Write out only the tail of the records, beginning at the line containing "of the riverbank" and including the last line, exactly as written.

(Object position labeling entries)
----

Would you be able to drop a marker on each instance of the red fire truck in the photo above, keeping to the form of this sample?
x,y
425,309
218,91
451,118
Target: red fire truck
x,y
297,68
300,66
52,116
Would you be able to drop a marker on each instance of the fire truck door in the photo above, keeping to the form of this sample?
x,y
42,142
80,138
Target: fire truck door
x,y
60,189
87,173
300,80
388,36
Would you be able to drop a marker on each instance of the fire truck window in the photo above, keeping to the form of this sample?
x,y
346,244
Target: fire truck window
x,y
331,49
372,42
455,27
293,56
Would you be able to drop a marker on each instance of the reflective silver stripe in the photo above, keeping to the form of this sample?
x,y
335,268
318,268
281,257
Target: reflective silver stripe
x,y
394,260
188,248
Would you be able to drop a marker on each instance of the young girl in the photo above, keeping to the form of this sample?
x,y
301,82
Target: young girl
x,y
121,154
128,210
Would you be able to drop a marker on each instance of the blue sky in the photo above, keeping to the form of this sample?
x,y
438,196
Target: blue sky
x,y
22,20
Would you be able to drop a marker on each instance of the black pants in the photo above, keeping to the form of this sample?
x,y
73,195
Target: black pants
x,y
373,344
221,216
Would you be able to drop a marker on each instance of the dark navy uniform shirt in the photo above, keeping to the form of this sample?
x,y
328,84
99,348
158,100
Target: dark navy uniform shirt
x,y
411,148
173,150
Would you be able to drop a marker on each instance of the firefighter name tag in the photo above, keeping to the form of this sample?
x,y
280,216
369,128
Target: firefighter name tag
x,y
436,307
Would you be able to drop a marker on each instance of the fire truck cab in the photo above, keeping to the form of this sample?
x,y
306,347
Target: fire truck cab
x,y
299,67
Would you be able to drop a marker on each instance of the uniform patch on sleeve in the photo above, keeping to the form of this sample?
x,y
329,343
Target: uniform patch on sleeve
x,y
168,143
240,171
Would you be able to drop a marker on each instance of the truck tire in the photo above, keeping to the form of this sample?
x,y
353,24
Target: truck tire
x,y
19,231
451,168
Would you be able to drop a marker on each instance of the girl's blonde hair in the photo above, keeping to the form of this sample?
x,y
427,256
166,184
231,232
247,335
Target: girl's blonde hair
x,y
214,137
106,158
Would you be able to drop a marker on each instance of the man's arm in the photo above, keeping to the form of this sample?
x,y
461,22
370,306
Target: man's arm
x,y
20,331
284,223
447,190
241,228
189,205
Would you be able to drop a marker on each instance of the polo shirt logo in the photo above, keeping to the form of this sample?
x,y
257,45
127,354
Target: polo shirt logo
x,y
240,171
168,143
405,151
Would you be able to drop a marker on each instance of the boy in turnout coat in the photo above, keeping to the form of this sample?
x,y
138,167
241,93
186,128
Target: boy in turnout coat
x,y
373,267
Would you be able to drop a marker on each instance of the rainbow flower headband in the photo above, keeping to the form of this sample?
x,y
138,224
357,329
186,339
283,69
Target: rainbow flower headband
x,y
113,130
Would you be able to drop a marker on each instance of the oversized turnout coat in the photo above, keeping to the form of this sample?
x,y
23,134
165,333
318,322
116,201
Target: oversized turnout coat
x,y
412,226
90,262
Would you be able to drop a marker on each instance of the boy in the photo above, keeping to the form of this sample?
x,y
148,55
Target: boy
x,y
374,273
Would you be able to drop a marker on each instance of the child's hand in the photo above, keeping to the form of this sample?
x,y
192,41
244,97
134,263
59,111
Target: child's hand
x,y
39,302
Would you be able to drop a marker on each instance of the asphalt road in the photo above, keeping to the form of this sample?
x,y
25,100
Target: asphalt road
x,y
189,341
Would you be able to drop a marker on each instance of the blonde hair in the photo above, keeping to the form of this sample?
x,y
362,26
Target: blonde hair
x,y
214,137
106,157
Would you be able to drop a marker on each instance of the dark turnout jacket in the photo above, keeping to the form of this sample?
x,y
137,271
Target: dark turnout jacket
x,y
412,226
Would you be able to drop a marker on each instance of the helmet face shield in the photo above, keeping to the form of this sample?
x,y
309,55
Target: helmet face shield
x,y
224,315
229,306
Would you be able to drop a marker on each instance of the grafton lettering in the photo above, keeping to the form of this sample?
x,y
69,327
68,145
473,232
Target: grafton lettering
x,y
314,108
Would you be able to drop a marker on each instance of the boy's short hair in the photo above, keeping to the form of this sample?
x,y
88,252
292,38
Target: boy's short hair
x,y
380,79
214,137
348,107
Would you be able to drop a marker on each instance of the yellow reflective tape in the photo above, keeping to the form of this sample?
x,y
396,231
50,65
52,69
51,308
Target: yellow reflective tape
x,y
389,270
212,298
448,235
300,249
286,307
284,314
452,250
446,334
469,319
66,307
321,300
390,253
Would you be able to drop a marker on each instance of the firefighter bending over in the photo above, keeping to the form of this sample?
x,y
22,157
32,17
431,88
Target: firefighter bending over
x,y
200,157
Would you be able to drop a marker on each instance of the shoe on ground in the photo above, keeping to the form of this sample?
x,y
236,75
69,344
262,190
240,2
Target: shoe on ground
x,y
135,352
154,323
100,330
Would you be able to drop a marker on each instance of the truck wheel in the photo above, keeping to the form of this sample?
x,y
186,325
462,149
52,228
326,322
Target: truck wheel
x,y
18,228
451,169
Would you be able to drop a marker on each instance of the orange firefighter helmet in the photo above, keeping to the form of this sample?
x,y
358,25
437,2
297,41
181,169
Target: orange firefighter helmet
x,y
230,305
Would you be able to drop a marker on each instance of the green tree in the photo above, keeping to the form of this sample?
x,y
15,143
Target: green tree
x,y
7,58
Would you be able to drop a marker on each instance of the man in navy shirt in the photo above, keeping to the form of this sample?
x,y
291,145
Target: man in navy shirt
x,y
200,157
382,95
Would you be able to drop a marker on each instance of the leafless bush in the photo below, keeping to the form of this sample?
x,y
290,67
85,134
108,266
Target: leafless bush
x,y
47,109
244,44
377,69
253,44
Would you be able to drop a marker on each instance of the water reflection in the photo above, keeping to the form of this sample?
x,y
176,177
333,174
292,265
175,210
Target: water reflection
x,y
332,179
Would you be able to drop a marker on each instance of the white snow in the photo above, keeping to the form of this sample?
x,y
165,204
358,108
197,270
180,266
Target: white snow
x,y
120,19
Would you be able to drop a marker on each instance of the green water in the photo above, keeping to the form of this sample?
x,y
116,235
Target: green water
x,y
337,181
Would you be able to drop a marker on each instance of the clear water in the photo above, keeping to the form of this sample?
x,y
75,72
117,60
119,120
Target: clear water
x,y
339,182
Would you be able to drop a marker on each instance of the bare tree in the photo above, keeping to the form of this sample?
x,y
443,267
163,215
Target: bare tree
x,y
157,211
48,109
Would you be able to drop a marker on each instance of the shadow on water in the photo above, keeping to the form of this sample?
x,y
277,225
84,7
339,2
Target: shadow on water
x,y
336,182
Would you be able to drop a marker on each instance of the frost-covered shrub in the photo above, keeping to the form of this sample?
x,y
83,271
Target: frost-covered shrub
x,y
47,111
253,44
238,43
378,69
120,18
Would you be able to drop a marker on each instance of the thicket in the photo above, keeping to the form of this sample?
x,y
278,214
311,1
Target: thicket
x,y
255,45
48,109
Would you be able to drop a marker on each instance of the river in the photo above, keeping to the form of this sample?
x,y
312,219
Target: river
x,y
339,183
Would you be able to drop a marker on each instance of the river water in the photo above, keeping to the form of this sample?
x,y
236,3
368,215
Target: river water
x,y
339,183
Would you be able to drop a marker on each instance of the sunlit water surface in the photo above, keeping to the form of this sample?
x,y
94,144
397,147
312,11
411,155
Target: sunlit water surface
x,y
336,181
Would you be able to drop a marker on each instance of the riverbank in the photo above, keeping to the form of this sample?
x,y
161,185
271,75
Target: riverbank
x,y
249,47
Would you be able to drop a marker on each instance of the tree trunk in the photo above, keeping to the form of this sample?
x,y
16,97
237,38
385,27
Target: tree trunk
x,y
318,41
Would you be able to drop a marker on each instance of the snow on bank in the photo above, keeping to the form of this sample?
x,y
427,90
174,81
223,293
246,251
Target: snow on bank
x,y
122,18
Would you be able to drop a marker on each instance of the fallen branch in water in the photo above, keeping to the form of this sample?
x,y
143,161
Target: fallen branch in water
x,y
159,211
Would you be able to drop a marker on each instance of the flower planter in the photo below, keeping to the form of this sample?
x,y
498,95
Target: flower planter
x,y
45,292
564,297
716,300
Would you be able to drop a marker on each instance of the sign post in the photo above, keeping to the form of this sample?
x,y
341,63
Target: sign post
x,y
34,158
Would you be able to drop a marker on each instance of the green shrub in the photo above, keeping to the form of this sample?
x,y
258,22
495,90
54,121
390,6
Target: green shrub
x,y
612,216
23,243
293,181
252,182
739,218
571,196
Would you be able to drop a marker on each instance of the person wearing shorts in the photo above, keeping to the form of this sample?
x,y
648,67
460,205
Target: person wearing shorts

----

→ Written answer:
Would you be able to drop a marker on each instance of the riverbank in the photo above, keeping to the form of this sample?
x,y
161,185
271,75
Target: riverbank
x,y
249,47
Would you be able to drop a marker on each instance of the tree trunk in the photo above, keeping to the form of this sample?
x,y
16,97
237,38
385,27
Target: tree trunk
x,y
318,41
Would you be able to drop a marker on each instance of the snow on bank in the photo above, keeping to the form of this sample?
x,y
427,90
174,81
223,293
246,251
Target: snow on bank
x,y
122,18
Would you be able to drop a marker on each instance of the fallen branch in water in the photo above, keeping to the form of this sample?
x,y
143,161
Target: fallen branch in water
x,y
159,211
Would you be able to drop a marker on each instance of the flower planter in the photo below, keeping to the form of this sample?
x,y
498,95
Target: flower planter
x,y
45,292
564,297
716,300
Would you be able to drop a marker on each instance of the sign post in the photo above, keeping to the form of this sample?
x,y
341,63
Target: sign post
x,y
34,158
Would you be able to drop a marker on each instance of the green shrub in the photo above, keeping to the form of this sample?
x,y
258,22
495,90
54,121
390,6
Target: green shrub
x,y
612,216
23,243
293,181
252,182
739,218
571,196
Would you be able to drop a marker on each instance of the person wearing shorts in the photo above, keeping to the form of this sample?
x,y
648,67
460,205
Target: person wearing shorts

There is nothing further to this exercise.